What to do >>
Below are records; repeat them all exactly.
Top of Listed records
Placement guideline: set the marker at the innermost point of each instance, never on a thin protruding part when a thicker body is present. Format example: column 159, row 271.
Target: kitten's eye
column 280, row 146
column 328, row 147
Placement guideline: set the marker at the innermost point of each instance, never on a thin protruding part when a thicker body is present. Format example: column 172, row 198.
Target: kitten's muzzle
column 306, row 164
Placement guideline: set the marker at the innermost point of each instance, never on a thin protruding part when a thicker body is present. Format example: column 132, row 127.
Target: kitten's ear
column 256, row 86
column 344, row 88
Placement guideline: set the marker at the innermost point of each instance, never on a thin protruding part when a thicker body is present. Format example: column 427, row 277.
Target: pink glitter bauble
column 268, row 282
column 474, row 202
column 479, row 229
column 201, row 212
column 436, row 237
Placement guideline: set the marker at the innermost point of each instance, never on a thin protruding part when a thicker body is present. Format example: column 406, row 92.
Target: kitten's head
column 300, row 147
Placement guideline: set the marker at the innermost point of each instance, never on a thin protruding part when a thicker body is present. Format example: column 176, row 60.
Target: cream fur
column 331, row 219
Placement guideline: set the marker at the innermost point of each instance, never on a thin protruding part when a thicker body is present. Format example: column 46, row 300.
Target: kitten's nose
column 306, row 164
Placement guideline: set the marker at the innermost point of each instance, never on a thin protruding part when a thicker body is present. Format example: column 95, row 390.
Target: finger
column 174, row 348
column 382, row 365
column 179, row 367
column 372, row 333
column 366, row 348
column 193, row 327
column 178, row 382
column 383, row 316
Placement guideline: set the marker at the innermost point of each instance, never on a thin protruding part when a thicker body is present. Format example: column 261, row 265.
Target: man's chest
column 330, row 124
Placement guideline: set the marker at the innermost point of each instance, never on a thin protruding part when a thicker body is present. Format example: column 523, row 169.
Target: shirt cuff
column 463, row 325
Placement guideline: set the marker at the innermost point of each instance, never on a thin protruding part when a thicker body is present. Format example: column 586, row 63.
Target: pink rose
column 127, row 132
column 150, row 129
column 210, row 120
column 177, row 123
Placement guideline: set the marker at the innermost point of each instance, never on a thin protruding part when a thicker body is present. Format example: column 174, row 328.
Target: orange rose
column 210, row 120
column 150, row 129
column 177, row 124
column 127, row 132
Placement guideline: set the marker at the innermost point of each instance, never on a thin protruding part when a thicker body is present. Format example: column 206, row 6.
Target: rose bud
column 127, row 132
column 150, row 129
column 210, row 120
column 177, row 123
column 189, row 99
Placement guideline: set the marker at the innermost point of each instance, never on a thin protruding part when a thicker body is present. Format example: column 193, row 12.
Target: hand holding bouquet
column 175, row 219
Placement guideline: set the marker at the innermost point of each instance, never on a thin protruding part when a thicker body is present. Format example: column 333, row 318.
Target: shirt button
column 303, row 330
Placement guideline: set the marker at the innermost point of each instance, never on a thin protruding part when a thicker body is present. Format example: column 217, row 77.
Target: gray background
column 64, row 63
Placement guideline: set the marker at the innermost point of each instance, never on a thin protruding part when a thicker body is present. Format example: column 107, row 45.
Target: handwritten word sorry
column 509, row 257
Bottom of Listed records
Answer box >>
Placement guideline: set the marker at the innermost point of each instance, never on a thin protruding part when a thicker body is present. Format example: column 159, row 271.
Target: kitten's eye
column 280, row 146
column 328, row 147
Placement guideline: set the marker at the innermost point of each instance, never on a thin protruding part when a thicker body is present. Format example: column 172, row 198.
Target: kitten's muzzle
column 306, row 164
Placement guideline: set the marker at the innermost point of each instance, never on a thin protruding part when a thicker body is present. Format example: column 132, row 127.
Target: kitten's ear
column 256, row 86
column 344, row 88
Placement guideline: set the marker at the innermost point of each instance, never on a thin protruding part when a thicker body is present. Format example: column 427, row 277.
Target: pink glitter bauble
column 268, row 282
column 474, row 202
column 479, row 229
column 201, row 212
column 436, row 237
Placement guideline: set the marker at the innermost point of each instance, never on a thin protruding part when a thicker body is present. Format example: column 406, row 92.
Target: kitten's head
column 300, row 147
Placement guideline: set the marker at the innermost point of each instance, never on a thin protruding part when a thicker body is present. Format example: column 176, row 60.
Target: cream fur
column 331, row 219
Placement guideline: set the marker at the innermost point of each instance, never on a thin protruding part when a thicker body is present. Format example: column 46, row 300.
Target: kitten's nose
column 306, row 164
Placement guideline: set the marker at the innermost point of each instance, never on a thin protruding part when a thicker body is present. Format example: column 95, row 390.
Target: finger
column 174, row 348
column 382, row 365
column 179, row 367
column 372, row 333
column 366, row 348
column 193, row 327
column 178, row 382
column 383, row 316
Placement guideline: set the marker at the innermost point of each instance, never on a thin protruding part when a thicker body is present. Format example: column 261, row 265.
Target: man's chest
column 330, row 124
Placement guideline: set the marker at the innermost point of each instance, never on a thin protruding part when a thicker body is present. Format example: column 523, row 169.
Target: shirt cuff
column 463, row 325
Placement guideline: set the marker at the innermost point of each instance, never on a thin protruding part when a thicker body is present. Format example: column 586, row 63.
Target: pink rose
column 127, row 132
column 150, row 129
column 210, row 120
column 177, row 123
Placement guideline: set the marker at the innermost point of each instance, never on a thin protruding part when a thicker body is present. Format example: column 174, row 328.
Target: orange rose
column 210, row 120
column 150, row 129
column 177, row 124
column 127, row 132
Placement guideline: set the marker at the innermost point of each instance, never on a thin protruding part when a thicker body is present. Format example: column 206, row 6.
Target: rose bud
column 127, row 132
column 150, row 129
column 210, row 120
column 177, row 123
column 189, row 99
Placement guideline: set the marker at the innermost point of each instance, never on a thin protruding part when a thicker body is present. Format example: column 193, row 12.
Target: hand holding bouquet
column 175, row 219
Placement guideline: set the marker at the innermost point of each instance, never on a thin protruding part when a thicker body is present. Format example: column 333, row 318.
Target: shirt button
column 303, row 330
Placement guideline: set the marker at the innermost point of each instance, never on a thin protruding part when a thicker body is present. Format example: column 217, row 77.
Target: gray background
column 64, row 63
Placement guideline: set the marker at the innermost point of each instance, never on a thin protruding part when a thicker body is present. Format example: column 107, row 45.
Target: handwritten word sorry
column 509, row 257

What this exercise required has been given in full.